***** RECORDS
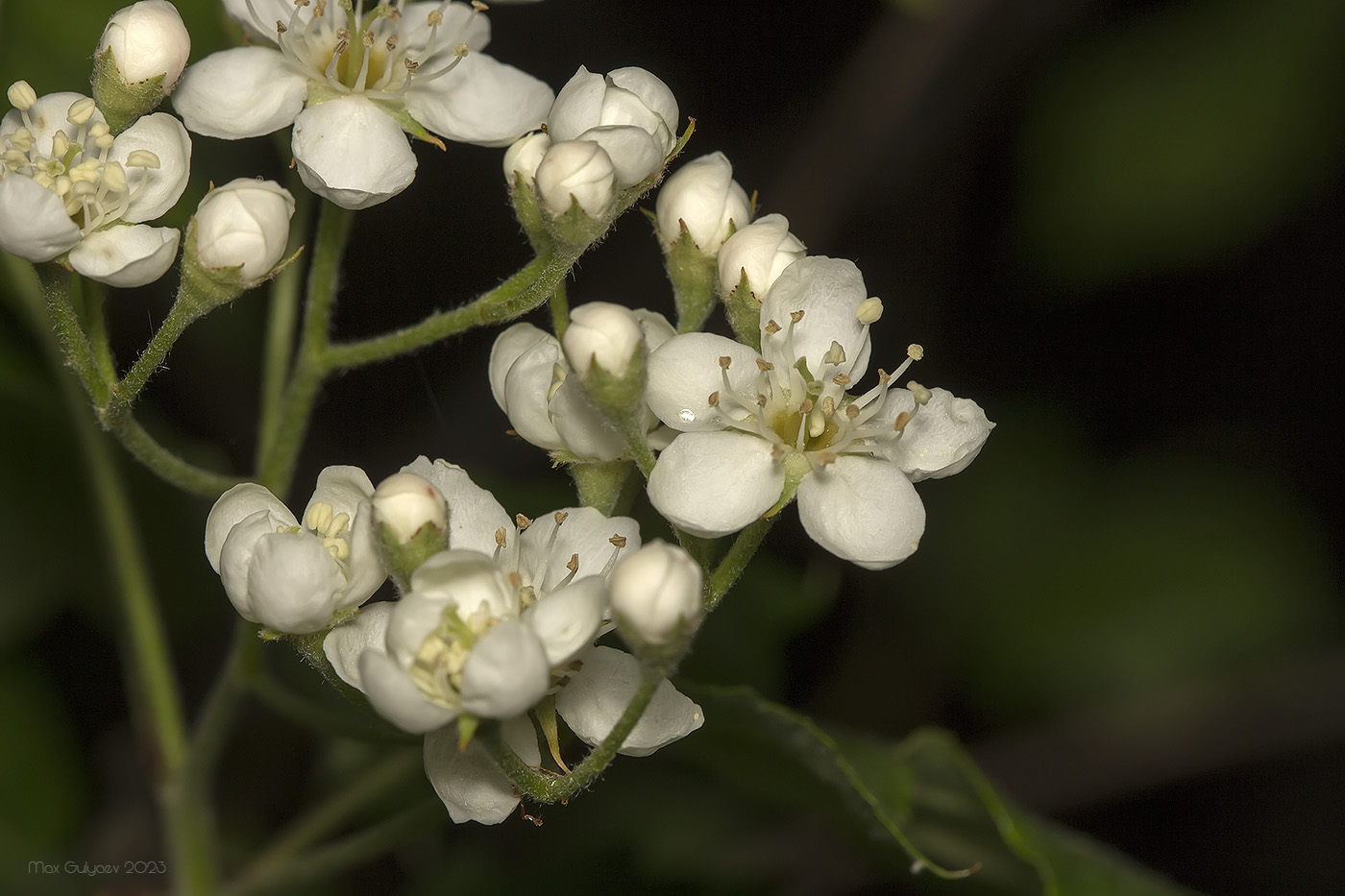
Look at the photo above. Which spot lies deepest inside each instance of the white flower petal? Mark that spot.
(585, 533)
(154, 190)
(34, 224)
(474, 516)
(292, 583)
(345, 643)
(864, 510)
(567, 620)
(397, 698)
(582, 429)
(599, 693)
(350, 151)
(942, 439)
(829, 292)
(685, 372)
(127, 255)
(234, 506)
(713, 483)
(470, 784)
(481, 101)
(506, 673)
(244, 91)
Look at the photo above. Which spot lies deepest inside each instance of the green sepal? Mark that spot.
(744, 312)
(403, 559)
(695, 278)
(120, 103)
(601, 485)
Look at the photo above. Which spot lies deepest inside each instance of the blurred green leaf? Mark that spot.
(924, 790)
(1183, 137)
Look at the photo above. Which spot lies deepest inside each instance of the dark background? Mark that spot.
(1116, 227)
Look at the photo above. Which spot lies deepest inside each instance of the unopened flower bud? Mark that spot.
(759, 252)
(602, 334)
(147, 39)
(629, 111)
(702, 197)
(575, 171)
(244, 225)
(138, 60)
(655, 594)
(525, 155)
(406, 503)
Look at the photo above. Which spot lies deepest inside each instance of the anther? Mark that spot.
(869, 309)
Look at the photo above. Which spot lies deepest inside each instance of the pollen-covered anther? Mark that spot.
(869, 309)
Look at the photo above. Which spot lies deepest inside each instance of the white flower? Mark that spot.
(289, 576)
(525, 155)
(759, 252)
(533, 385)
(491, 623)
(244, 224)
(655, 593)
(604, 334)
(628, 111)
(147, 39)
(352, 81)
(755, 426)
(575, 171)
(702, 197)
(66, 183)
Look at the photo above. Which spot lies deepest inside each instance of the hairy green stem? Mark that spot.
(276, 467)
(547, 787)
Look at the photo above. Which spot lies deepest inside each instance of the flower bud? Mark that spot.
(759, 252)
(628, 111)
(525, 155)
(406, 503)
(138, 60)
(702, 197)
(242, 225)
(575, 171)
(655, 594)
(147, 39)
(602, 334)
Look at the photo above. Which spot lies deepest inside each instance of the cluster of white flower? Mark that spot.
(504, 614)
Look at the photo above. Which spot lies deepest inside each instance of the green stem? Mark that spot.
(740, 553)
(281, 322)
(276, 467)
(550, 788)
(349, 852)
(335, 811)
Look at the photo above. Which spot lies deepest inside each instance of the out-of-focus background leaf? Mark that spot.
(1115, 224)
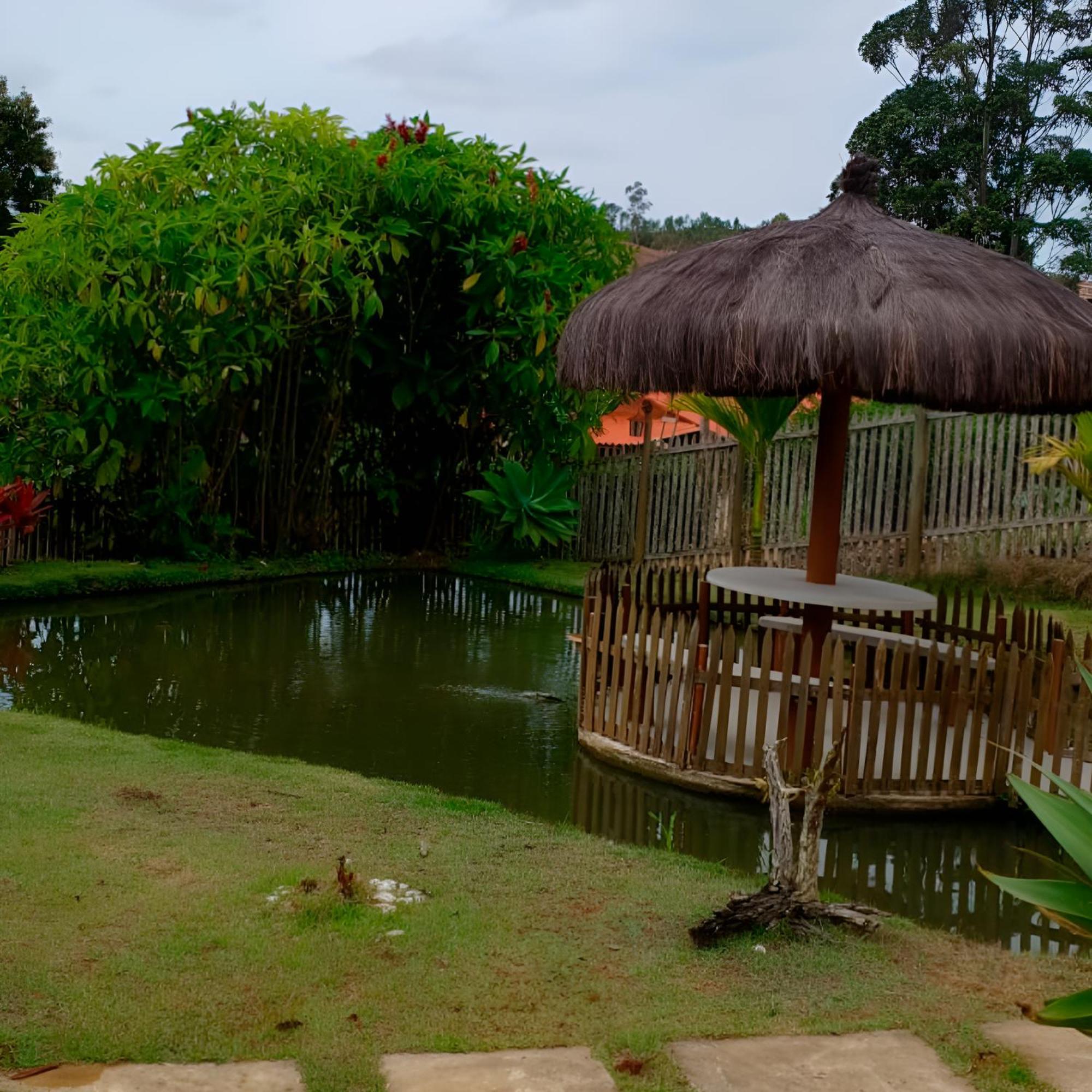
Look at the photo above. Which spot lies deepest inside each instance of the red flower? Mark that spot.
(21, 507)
**********
**WHAT IS NEEDED:**
Please print each entry exactly as given and keep pictures out of it.

**WRITTEN ANSWER:**
Look at the photo above. Which spot lies deepest inside each instance of the white flower petal? Mark that spot.
(585, 533)
(154, 190)
(34, 224)
(474, 516)
(292, 583)
(345, 643)
(864, 510)
(567, 620)
(397, 698)
(582, 429)
(599, 693)
(350, 151)
(942, 439)
(829, 292)
(685, 372)
(127, 255)
(234, 506)
(713, 483)
(470, 784)
(481, 101)
(506, 673)
(244, 91)
Look at the photo above. Which spot lies deepest inside each instance of the green sepal? Mark that spot.
(744, 312)
(403, 559)
(695, 278)
(120, 103)
(601, 485)
Look at the photo above. Which spot lies deepest inside each instance of the blurred green leaf? Mark that spot.
(924, 790)
(1183, 137)
Look at the photo above. Which spot lies deepest inside each instance of the dark background? Mark that spot.
(1116, 227)
Look at the photo above. Which spot lies deepest inside each instance of the unopened flower bud? Mark that spot.
(759, 252)
(602, 334)
(147, 39)
(629, 111)
(702, 197)
(575, 171)
(244, 225)
(138, 60)
(655, 594)
(525, 155)
(406, 503)
Look at the photo above. Which spot lies deepest inside each instance of the anther? Mark that spot.
(869, 309)
Look at the photo above. Which spot lies deepest inside each instance of the pollen-covered anther? Mark that spot.
(869, 309)
Look at the photo above. Which spot lies deepest inside each instance of the white flower? Mark that spot.
(289, 576)
(525, 155)
(759, 252)
(533, 385)
(491, 623)
(244, 224)
(655, 593)
(604, 334)
(628, 111)
(147, 39)
(352, 81)
(755, 426)
(575, 171)
(702, 197)
(66, 183)
Look at the photo above. Which spot lies deepest inside each instance of the hairy green stem? Mark that spot.
(276, 467)
(547, 787)
Look at the photo above. Which spot lies deepest inside each instance of the flower bud? Mark that spot.
(759, 252)
(628, 111)
(525, 155)
(406, 503)
(138, 60)
(702, 197)
(242, 225)
(575, 171)
(655, 594)
(147, 39)
(602, 334)
Look at the photo above. Which spot lies deepest inside each instance of the cluster of white flower? Mark that spot.
(504, 614)
Look at the photo above. Which spot lies deepest inside each instance of the green stem? Mark that spot.
(740, 553)
(281, 322)
(276, 467)
(550, 788)
(349, 852)
(335, 811)
Look at the photo above. Which spot lies deepest inside each instance of the out-of-focus background leaf? Mark that spot.
(1115, 224)
Look at the photo above. Which spot lies deepest inside each instance of the red flower? Mark that spot.
(21, 507)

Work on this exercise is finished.